***** INFORMATION PROVIDED
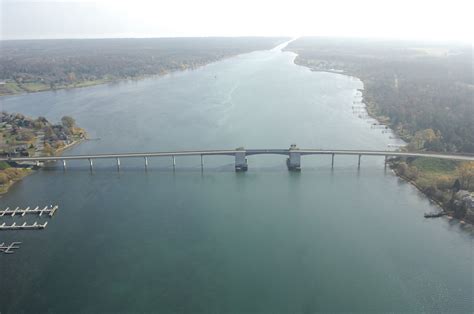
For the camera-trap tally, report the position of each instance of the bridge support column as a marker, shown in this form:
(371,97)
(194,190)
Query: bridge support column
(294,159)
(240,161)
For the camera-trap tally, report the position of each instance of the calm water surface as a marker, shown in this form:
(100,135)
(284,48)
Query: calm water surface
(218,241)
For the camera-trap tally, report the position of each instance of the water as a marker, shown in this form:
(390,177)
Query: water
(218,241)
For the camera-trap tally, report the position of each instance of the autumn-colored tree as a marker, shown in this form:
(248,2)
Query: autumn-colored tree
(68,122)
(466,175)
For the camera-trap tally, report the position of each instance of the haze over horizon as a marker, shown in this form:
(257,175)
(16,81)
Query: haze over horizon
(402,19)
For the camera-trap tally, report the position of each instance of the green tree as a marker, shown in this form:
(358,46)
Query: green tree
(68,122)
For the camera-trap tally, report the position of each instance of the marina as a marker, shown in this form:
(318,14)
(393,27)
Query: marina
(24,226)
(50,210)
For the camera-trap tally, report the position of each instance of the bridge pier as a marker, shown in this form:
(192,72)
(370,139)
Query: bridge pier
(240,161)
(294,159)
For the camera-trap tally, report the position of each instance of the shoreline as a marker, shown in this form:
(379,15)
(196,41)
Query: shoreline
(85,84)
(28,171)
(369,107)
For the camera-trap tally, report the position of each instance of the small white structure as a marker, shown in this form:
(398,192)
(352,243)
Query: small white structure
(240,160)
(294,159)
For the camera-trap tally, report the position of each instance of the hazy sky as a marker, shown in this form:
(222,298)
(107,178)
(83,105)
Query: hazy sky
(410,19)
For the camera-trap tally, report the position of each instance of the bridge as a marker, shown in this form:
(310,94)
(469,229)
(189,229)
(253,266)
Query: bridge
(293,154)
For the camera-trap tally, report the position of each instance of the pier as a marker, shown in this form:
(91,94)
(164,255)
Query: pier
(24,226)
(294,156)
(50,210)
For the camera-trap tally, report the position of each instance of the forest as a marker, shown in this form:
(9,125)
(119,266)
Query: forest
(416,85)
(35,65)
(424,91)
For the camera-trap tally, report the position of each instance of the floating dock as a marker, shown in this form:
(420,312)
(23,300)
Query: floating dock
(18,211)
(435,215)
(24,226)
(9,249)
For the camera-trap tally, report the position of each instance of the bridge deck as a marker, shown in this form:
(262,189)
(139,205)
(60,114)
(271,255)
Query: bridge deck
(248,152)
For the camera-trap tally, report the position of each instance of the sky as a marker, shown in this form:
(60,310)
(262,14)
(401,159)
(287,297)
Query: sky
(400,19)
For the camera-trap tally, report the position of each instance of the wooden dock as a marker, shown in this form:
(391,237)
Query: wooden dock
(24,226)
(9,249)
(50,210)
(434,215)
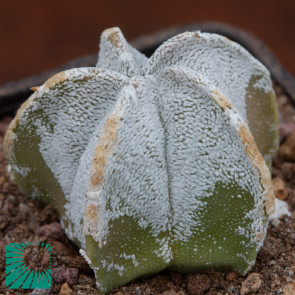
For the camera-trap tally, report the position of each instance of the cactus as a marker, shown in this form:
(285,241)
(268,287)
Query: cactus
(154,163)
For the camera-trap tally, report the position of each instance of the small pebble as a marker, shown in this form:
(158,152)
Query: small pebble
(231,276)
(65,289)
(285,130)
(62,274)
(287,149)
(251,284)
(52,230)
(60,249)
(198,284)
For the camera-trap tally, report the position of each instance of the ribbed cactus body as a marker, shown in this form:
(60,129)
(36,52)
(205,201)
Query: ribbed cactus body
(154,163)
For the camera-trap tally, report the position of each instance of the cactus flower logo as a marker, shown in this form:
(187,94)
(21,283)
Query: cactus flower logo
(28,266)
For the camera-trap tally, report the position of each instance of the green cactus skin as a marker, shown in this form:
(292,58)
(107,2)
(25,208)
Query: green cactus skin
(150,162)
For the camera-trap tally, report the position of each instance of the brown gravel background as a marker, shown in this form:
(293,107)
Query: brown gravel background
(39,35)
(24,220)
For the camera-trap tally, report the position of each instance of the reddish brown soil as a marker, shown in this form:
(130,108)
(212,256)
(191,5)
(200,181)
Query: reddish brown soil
**********
***** INFORMATION PROVIDED
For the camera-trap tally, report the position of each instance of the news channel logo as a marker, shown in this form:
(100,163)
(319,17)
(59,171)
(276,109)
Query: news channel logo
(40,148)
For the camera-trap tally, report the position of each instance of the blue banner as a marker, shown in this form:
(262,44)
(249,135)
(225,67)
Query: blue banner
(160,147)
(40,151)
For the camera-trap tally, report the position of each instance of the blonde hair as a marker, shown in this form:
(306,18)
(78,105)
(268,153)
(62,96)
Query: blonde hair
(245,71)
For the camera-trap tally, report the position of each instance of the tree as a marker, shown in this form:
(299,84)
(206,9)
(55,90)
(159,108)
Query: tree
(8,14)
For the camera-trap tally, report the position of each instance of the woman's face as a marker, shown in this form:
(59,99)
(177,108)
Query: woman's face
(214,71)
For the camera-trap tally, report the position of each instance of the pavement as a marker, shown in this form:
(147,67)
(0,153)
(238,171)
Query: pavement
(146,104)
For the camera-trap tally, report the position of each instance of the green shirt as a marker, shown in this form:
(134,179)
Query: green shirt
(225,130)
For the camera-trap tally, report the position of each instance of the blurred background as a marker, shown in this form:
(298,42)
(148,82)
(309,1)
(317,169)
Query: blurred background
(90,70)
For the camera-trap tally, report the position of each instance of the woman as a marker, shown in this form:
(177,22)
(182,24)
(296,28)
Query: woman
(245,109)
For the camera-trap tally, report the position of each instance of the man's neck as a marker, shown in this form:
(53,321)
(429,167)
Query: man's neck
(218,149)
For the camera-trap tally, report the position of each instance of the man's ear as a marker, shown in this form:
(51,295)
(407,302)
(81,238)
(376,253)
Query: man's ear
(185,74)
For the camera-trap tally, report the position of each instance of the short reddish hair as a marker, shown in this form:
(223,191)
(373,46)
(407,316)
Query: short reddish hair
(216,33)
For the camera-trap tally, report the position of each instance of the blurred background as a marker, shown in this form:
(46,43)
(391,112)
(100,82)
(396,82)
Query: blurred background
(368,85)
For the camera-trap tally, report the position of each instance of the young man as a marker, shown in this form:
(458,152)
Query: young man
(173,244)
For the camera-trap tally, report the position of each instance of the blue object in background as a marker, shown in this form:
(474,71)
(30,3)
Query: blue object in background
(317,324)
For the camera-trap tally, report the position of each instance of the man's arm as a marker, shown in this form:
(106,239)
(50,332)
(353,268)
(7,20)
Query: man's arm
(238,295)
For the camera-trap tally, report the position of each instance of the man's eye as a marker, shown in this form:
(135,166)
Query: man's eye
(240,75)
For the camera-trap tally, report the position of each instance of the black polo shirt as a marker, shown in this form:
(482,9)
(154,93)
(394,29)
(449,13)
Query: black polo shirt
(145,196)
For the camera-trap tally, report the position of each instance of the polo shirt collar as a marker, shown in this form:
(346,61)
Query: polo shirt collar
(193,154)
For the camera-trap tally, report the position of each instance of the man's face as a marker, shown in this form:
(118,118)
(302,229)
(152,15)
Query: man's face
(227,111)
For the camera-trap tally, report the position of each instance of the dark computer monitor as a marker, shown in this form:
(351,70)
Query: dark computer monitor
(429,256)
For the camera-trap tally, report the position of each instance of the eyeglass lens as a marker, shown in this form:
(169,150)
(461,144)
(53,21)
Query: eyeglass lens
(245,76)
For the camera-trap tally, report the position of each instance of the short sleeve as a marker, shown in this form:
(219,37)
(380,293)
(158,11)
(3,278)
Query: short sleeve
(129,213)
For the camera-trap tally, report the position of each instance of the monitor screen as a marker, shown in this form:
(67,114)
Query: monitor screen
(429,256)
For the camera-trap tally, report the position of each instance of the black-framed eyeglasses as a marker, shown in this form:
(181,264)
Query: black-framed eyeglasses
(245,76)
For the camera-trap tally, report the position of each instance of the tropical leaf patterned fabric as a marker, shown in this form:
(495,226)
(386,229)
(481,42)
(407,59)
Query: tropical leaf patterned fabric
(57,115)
**********
ASSIGNMENT:
Look over the records above and filter for each line with the word "soil".

OUTPUT FOR THIS EXERCISE:
For the camera-trap tally, report the position of each instance of the reddish brown soil as a marker, shown in this form:
Query: reddish brown soil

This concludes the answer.